Natural language region descriptions
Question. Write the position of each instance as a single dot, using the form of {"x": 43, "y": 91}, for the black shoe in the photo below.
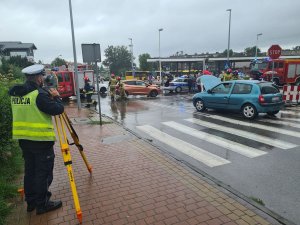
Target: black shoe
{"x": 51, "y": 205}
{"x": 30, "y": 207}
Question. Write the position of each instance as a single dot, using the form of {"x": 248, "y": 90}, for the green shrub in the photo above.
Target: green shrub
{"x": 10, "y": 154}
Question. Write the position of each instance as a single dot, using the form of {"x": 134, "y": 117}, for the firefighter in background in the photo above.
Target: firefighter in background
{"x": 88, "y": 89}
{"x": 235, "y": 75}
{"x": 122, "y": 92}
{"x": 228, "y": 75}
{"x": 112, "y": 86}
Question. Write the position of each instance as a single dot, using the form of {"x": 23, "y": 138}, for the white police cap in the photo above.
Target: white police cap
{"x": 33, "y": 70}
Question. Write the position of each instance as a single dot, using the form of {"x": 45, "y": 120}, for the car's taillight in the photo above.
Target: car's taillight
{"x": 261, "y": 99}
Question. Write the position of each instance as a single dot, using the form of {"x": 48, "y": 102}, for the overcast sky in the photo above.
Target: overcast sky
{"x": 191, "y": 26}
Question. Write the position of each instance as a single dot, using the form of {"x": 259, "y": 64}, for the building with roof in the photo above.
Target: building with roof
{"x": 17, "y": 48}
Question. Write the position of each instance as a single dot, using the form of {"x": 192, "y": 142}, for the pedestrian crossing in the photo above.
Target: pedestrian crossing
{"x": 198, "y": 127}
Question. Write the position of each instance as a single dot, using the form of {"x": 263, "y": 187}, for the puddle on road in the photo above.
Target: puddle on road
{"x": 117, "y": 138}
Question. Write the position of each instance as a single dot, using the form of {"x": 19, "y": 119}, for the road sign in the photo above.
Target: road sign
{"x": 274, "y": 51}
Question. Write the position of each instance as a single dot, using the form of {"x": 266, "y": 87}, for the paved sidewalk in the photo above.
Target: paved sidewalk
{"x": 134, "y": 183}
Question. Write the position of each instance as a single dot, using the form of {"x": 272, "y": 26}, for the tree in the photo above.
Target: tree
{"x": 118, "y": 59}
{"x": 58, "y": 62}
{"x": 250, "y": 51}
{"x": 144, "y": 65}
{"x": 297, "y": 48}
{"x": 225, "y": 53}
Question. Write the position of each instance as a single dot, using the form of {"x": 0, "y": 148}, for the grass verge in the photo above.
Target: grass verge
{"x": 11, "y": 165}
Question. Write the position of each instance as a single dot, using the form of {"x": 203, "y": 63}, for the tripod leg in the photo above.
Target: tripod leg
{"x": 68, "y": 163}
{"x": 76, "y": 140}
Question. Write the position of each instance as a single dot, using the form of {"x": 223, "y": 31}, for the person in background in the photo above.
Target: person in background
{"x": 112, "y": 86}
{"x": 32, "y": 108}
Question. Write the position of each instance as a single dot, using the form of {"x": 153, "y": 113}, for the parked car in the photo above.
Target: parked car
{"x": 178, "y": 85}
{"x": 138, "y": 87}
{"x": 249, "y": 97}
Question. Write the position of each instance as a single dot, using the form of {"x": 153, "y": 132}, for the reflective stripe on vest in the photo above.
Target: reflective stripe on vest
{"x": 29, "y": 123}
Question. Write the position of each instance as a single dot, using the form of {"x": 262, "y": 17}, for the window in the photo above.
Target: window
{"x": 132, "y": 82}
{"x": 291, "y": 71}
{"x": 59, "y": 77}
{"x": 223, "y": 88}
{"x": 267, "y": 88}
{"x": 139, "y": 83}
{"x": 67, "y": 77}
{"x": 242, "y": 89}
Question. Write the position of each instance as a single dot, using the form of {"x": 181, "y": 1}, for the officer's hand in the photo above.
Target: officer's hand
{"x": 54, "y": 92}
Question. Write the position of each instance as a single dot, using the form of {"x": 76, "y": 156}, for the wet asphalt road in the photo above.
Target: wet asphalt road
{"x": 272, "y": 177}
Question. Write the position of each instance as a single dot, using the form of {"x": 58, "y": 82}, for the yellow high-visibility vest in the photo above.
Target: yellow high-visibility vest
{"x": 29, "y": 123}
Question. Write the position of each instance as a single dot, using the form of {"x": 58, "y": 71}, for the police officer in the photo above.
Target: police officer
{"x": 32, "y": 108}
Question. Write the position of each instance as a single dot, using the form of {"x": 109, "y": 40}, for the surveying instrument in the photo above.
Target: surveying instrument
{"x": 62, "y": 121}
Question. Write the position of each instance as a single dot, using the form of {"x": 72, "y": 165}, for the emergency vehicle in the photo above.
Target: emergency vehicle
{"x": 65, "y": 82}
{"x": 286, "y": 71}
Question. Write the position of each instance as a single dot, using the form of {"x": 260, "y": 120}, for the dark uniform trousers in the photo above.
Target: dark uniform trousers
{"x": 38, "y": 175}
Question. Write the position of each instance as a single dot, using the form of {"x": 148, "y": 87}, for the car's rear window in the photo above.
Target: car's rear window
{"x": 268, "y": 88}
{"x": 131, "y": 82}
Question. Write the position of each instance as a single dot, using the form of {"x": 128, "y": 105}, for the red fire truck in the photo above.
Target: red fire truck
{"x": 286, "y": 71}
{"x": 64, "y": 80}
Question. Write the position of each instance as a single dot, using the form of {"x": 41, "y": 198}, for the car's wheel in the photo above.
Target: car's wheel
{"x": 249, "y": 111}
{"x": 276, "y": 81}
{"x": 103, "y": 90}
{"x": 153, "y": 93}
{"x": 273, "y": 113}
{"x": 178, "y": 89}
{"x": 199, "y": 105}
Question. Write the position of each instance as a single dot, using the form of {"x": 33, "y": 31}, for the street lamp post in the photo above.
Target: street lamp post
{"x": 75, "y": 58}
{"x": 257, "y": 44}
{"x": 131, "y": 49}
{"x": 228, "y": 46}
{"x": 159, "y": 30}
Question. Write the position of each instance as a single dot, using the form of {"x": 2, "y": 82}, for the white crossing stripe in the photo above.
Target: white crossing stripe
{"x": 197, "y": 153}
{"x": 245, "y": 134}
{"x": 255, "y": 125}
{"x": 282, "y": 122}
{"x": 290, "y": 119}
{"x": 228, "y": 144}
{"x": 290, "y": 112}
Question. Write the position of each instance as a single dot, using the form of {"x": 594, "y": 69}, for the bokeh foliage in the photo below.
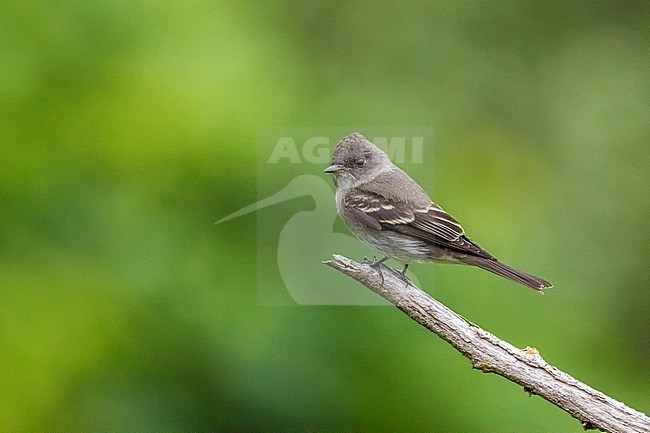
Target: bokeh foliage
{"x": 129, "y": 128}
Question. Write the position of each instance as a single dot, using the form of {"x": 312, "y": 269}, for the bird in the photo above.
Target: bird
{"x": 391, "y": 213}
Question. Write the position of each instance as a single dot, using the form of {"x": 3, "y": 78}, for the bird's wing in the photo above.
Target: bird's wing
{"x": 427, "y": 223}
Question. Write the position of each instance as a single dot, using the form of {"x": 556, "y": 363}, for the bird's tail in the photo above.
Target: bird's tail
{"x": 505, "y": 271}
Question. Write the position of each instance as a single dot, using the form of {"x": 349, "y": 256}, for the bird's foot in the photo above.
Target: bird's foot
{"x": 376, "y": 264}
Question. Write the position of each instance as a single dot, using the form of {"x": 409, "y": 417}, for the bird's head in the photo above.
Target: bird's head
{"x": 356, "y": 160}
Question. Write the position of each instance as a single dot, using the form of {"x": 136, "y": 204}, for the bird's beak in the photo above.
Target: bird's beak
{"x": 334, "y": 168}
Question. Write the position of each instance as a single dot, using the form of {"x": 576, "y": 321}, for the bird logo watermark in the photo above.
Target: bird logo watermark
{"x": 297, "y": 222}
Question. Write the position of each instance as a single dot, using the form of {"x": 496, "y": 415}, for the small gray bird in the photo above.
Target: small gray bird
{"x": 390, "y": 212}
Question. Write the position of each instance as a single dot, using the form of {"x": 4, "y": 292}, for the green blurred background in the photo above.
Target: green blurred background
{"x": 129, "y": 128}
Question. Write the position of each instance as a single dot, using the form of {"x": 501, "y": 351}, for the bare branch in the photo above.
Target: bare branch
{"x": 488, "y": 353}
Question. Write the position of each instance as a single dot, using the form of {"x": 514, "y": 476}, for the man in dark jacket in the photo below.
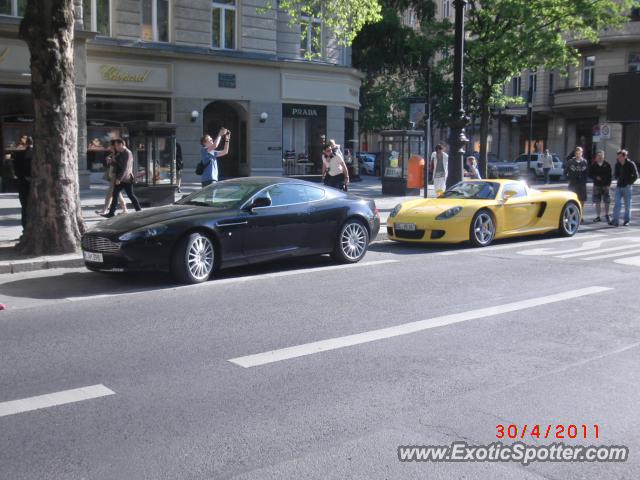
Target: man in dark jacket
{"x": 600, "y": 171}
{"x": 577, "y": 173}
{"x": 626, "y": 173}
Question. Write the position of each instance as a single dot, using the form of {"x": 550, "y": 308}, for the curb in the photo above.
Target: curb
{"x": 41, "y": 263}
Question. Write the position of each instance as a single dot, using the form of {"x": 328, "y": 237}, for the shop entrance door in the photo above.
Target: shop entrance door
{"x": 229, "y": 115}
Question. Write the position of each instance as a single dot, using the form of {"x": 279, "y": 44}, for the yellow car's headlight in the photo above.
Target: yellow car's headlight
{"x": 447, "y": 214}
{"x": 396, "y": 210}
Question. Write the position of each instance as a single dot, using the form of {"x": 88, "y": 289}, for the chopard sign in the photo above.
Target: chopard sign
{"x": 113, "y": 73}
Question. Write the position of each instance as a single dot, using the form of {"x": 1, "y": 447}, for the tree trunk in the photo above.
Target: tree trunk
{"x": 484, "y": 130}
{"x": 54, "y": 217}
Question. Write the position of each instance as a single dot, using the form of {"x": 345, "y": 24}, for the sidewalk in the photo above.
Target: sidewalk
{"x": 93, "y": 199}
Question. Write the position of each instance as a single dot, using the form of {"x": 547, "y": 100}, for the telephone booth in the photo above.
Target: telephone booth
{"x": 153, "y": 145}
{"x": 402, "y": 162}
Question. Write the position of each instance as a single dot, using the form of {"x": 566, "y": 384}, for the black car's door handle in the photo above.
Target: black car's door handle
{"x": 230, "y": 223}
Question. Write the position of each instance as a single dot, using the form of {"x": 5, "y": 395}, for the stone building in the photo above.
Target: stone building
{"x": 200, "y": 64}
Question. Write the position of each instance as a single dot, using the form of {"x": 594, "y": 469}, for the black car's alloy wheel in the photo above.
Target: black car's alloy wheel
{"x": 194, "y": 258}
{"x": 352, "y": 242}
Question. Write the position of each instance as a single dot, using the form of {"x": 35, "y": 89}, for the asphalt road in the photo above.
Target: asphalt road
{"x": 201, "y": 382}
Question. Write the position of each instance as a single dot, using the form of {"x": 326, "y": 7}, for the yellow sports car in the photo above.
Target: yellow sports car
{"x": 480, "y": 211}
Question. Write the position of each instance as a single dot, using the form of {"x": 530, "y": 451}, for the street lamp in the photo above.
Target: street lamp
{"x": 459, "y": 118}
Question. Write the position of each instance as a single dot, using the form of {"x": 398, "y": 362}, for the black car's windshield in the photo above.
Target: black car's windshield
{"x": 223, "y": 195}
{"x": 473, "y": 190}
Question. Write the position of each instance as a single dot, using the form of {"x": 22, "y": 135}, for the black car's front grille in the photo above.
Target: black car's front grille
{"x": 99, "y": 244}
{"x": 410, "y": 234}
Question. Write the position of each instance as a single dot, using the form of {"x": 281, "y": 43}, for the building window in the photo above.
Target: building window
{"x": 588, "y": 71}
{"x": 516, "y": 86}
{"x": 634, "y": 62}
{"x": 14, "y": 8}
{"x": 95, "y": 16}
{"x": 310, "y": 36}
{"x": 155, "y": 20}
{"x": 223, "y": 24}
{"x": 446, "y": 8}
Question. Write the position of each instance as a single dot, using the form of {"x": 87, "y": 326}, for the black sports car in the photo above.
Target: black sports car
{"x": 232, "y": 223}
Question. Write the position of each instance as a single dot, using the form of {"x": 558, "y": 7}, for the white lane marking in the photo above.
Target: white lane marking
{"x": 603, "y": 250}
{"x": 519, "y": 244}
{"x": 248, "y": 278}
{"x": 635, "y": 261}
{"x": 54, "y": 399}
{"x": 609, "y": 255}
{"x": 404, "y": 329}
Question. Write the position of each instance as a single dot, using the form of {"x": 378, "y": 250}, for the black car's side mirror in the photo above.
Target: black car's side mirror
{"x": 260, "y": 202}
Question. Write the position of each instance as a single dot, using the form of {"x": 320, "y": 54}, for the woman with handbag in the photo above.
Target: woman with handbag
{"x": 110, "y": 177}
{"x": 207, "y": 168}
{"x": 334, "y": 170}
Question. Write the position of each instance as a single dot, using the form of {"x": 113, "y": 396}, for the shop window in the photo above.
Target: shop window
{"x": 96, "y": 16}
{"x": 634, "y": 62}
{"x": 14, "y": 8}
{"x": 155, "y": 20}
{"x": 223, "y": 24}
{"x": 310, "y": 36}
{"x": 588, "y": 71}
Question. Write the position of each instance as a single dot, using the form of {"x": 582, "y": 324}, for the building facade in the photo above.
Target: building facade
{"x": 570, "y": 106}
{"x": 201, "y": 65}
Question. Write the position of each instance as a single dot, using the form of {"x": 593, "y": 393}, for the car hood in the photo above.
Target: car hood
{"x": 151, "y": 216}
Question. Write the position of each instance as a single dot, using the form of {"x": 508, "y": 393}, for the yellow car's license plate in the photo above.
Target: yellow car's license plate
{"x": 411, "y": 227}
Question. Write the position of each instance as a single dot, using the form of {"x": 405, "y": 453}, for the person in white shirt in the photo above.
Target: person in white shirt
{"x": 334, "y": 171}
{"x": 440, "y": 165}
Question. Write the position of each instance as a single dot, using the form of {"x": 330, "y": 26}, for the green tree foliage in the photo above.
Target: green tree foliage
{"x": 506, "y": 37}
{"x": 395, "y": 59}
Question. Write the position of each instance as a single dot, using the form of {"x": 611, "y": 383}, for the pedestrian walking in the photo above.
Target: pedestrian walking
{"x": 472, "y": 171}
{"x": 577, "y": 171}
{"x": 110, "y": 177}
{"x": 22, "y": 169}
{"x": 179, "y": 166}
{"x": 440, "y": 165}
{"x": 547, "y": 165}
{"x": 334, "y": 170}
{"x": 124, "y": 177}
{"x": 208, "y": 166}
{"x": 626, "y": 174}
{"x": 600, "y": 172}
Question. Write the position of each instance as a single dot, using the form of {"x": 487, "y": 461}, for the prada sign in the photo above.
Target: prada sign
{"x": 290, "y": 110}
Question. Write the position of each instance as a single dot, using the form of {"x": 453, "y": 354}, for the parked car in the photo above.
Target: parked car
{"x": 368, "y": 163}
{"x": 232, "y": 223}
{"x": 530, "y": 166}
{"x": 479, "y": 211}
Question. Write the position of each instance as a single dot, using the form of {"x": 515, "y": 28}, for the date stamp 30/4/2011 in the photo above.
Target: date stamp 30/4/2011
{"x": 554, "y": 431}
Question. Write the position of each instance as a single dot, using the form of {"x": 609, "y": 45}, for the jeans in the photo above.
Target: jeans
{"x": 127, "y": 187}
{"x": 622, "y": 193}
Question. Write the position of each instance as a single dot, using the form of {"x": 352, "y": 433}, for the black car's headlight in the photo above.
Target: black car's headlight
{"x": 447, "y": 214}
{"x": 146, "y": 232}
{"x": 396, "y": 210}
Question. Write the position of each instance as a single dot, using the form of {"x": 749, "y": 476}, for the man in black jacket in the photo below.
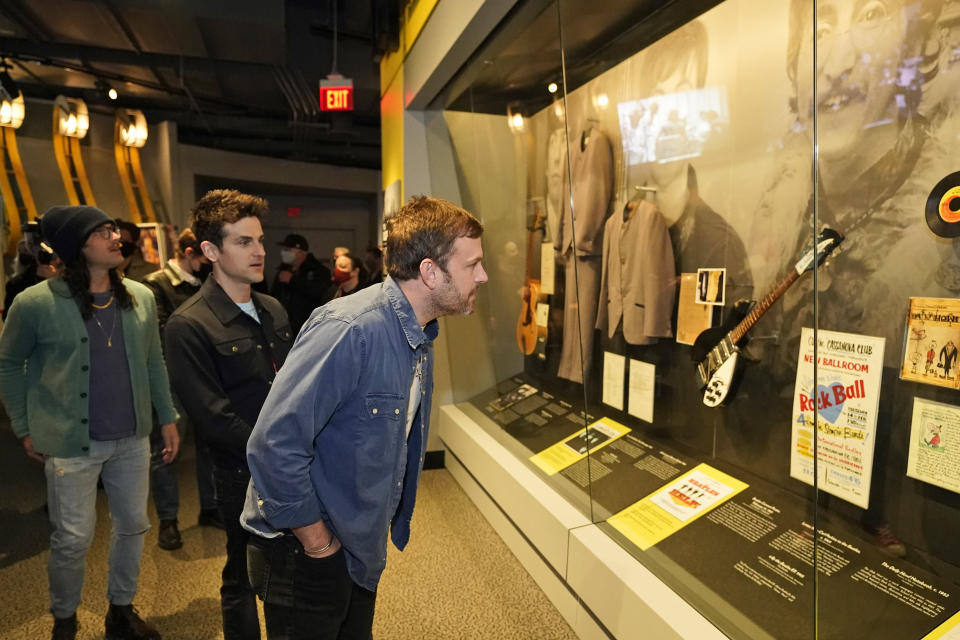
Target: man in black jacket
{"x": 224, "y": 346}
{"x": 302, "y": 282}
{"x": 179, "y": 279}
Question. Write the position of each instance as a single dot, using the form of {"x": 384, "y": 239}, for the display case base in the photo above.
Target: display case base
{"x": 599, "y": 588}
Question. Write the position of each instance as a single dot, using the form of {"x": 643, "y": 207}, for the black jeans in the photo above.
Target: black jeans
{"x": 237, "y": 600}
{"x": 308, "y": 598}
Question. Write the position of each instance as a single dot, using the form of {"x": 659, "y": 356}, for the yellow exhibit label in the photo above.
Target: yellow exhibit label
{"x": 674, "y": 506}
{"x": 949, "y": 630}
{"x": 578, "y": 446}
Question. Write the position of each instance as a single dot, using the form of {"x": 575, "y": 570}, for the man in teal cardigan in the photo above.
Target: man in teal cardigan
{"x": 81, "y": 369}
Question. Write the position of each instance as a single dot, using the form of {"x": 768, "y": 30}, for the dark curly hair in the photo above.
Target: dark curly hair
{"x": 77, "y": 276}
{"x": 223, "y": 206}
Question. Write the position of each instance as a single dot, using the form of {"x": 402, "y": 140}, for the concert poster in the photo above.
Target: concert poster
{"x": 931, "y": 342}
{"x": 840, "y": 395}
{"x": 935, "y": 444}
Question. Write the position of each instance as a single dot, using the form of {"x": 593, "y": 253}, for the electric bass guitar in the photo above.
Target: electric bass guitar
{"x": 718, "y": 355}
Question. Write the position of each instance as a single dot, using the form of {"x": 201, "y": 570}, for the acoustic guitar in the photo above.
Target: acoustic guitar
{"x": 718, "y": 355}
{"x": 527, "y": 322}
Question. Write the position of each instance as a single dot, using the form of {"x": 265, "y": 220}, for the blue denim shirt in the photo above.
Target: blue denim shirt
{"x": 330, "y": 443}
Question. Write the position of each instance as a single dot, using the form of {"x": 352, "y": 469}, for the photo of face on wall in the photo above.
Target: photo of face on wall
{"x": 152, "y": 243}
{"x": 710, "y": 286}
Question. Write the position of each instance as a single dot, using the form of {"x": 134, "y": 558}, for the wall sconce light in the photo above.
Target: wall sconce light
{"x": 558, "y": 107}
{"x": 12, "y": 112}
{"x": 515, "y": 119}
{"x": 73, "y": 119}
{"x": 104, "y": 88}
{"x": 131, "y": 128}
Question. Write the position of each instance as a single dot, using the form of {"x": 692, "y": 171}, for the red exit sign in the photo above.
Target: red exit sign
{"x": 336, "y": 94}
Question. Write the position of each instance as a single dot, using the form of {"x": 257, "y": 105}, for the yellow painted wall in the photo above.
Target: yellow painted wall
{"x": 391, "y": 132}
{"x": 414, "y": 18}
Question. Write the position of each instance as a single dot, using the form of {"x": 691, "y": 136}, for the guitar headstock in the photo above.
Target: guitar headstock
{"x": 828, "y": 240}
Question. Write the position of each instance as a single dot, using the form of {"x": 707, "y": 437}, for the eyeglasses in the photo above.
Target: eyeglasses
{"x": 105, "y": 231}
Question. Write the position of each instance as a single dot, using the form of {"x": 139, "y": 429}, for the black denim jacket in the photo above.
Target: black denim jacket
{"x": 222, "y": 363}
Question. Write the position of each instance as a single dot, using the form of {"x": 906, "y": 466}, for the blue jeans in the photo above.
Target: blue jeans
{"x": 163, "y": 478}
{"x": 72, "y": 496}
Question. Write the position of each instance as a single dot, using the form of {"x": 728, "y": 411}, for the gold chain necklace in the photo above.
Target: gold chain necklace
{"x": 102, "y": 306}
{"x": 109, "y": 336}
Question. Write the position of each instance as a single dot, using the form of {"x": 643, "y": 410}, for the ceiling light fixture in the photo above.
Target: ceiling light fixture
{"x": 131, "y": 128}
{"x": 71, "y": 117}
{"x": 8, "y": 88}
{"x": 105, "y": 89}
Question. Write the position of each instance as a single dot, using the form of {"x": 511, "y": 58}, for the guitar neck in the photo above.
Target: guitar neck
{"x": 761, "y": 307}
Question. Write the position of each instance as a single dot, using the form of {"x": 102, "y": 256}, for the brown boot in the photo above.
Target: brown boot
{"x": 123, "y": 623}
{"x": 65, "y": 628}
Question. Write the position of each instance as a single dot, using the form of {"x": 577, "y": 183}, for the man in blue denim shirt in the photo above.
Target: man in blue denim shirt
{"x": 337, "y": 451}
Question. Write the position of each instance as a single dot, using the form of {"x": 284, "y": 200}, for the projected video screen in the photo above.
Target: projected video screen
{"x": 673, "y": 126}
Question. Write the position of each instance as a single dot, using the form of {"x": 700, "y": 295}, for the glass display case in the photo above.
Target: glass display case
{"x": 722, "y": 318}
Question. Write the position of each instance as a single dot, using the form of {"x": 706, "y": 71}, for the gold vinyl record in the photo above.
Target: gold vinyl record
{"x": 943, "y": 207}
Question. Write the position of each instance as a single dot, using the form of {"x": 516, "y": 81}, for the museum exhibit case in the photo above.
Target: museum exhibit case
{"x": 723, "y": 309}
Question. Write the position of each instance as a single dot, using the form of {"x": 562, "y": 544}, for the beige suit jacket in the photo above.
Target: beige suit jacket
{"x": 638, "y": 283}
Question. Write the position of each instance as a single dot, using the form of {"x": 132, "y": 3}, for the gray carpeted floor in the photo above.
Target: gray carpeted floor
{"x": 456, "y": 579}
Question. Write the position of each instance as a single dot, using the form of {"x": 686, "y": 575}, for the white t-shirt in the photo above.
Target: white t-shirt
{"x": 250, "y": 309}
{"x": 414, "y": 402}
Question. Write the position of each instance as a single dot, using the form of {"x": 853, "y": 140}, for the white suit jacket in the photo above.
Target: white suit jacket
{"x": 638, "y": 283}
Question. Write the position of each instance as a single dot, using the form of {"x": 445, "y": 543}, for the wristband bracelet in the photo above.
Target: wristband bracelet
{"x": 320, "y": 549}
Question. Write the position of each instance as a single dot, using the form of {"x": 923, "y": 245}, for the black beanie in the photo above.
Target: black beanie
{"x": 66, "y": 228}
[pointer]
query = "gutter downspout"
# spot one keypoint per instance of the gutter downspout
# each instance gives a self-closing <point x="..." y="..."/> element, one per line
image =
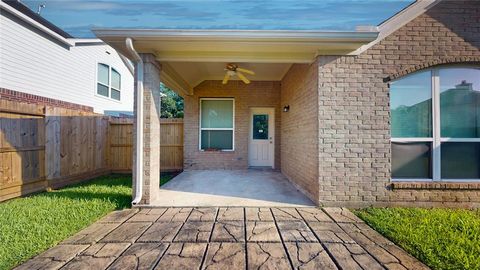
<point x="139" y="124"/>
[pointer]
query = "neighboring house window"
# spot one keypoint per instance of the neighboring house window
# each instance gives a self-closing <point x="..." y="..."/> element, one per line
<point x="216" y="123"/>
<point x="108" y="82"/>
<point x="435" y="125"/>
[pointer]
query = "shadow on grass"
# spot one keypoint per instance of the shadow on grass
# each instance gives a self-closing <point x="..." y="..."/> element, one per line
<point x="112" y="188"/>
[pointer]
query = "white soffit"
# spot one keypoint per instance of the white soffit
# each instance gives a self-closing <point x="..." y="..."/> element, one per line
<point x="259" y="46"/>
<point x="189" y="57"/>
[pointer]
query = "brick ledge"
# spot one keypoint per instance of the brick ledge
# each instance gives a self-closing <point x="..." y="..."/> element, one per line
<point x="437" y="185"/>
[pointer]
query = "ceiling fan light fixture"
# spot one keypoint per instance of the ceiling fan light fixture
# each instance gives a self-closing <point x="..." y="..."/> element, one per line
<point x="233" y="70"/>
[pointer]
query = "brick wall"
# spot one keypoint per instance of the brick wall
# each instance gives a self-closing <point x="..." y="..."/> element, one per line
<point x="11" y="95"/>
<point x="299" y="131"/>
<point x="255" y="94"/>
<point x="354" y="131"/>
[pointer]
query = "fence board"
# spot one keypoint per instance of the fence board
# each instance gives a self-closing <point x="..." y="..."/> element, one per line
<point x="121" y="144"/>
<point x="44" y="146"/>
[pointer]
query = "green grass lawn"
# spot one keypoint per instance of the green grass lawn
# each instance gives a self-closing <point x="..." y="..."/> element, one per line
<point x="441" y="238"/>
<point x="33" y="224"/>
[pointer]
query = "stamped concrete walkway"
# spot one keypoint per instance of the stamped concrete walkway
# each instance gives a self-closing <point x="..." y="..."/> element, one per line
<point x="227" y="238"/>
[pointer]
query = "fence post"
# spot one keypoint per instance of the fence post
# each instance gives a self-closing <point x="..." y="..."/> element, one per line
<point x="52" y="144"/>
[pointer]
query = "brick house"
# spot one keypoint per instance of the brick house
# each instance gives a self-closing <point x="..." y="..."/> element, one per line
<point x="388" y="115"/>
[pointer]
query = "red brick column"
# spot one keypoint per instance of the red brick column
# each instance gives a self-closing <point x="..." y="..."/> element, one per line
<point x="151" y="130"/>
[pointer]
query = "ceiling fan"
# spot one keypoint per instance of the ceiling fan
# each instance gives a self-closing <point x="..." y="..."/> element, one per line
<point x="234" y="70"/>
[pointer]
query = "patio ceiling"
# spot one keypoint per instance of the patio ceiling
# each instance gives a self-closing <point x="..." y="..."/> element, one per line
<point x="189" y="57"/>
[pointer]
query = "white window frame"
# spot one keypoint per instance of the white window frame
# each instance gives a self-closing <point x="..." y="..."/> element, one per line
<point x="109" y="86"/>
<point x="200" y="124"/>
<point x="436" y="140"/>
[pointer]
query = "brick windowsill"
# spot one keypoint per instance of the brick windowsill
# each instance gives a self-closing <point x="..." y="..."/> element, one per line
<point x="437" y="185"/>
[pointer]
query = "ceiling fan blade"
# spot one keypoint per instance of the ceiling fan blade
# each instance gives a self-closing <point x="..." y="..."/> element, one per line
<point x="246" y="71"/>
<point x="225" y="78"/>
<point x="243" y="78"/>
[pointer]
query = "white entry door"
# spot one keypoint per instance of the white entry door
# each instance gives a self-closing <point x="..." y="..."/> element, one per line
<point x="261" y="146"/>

WORK ORDER:
Look through the data and show every line containing "patio".

WRITTEN ANSWER:
query = "patio ceiling"
# spot one keypoint per instance of the patio ceiling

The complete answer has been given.